PROBLEM TO WORK ON -> In the records below, copy out everything from the line containing "Where in this photo can the player's outstretched" down to the line containing "Where in this photo can the white football", word for word and with both of those lines included.

Dataset rows on where objects appear:
----------------------------------------

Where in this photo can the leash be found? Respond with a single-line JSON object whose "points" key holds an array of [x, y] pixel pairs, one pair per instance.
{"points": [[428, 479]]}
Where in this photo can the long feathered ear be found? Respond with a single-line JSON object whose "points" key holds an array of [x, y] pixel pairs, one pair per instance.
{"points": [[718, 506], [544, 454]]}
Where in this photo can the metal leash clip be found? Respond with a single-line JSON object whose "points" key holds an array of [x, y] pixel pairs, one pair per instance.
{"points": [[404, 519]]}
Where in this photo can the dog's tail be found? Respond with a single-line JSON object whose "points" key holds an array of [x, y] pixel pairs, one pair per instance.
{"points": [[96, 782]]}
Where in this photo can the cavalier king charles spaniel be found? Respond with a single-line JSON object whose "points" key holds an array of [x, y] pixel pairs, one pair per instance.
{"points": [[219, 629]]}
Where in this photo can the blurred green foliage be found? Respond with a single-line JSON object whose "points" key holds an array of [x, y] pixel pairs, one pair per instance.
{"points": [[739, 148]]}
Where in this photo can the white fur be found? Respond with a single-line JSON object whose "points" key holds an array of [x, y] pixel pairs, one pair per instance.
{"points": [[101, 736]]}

----------------------------------------

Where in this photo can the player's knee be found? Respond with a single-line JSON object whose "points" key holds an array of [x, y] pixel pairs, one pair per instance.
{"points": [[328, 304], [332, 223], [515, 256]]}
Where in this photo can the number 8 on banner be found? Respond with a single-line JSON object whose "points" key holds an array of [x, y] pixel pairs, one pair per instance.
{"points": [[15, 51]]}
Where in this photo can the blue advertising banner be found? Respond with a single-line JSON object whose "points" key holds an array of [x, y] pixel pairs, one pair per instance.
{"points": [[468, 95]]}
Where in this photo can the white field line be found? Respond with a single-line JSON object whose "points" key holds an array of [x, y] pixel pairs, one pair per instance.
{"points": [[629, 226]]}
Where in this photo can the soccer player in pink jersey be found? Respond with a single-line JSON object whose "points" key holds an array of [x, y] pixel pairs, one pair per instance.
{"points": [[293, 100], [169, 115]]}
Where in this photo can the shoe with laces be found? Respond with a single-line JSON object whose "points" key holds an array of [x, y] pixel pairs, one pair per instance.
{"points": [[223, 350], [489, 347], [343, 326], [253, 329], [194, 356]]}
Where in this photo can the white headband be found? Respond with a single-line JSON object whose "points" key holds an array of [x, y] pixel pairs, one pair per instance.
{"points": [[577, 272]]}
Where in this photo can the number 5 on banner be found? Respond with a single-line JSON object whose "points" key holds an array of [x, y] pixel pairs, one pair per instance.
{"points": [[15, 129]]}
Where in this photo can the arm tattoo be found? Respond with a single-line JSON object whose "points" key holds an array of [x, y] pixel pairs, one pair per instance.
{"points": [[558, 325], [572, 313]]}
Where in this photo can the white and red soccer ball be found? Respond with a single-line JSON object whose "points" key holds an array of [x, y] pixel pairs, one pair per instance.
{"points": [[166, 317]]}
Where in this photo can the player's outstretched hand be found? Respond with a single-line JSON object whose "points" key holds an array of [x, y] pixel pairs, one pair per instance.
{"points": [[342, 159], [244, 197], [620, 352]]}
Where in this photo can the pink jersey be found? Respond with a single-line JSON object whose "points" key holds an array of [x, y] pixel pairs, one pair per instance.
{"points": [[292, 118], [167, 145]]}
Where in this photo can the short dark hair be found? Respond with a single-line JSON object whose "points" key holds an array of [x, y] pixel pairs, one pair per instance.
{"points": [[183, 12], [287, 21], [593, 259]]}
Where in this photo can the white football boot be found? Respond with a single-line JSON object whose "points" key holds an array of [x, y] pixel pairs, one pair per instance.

----------------------------------------

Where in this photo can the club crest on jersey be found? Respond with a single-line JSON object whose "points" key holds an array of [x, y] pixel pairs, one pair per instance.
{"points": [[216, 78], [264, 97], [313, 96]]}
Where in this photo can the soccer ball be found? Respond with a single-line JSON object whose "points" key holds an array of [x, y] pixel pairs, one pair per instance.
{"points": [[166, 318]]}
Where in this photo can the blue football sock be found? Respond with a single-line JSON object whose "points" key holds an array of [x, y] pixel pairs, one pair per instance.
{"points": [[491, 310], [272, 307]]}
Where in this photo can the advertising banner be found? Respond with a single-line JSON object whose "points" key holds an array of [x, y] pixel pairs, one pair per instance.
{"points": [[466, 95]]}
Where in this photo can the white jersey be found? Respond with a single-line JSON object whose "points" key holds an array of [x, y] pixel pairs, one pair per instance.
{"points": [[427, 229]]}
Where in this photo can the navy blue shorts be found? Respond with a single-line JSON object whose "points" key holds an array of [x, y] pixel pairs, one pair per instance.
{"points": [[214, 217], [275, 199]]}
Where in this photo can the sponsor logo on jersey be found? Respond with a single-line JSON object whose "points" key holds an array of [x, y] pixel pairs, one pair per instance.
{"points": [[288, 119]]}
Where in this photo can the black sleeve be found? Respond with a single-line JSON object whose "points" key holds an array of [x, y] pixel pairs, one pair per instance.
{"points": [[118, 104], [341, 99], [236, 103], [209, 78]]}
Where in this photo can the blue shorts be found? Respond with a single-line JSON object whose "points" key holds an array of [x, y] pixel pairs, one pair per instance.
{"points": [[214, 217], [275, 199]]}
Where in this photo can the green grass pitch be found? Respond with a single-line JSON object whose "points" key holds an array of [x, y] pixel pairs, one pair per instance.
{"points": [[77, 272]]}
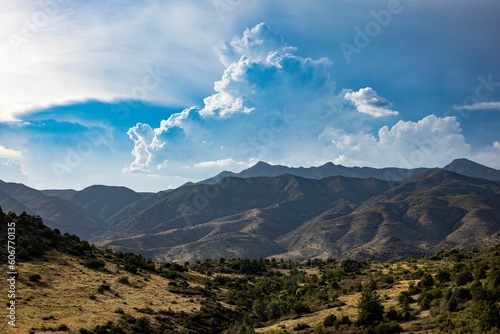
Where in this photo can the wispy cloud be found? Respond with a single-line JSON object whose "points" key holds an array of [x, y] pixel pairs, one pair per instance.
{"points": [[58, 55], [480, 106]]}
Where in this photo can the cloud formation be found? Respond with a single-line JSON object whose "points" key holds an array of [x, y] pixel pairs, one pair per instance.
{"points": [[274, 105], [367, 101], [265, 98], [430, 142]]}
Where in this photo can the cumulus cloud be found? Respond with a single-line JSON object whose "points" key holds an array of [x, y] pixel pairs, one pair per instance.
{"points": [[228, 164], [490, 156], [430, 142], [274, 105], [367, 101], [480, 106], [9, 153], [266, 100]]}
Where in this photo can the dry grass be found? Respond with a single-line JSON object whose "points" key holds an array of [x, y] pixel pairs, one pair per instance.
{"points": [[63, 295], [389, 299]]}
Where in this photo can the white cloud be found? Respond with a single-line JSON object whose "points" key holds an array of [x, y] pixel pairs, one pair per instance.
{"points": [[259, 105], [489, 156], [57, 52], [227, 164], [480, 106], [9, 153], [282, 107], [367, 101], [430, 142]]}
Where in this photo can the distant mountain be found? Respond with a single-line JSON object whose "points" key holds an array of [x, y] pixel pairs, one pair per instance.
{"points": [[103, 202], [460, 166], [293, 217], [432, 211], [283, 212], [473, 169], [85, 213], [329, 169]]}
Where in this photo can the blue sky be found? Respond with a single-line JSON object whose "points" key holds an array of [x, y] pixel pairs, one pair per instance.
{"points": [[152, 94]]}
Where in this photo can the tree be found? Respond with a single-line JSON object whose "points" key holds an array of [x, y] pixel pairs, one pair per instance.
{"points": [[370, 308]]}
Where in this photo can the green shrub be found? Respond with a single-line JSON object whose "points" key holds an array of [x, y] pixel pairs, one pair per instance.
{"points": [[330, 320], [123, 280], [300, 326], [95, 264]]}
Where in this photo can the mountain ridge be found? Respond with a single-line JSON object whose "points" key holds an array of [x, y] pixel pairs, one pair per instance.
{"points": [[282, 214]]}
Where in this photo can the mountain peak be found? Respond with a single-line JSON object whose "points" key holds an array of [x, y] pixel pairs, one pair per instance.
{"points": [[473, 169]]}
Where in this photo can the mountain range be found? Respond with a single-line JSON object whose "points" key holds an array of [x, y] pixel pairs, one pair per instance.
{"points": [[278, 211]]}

----------------------------------------

TASK OUTPUT ->
Where in this photo can the player's outstretched hand be found? Respond with a single-line JSON object whose "points" key holds an array of [x, y] pixel pairs, one pair per instance.
{"points": [[342, 159], [244, 197], [620, 352]]}
Where in this photo can the pink jersey be found? Respond with a single-line JSON object whose "points" key holds an array of [x, y] pixel pairs, one pair per instance.
{"points": [[292, 118], [167, 145]]}
Where in this photo can the short dark hair be found? Respond with a single-line JSON object whose "points" key holds an array of [x, y] pixel pairs, one pair per instance.
{"points": [[183, 12], [287, 21], [593, 259]]}
Where in this photo can the white football boot be found? Respond with a single-line JSON object whose "points" key holds an array of [x, y] pixel pairs, one pair per instance.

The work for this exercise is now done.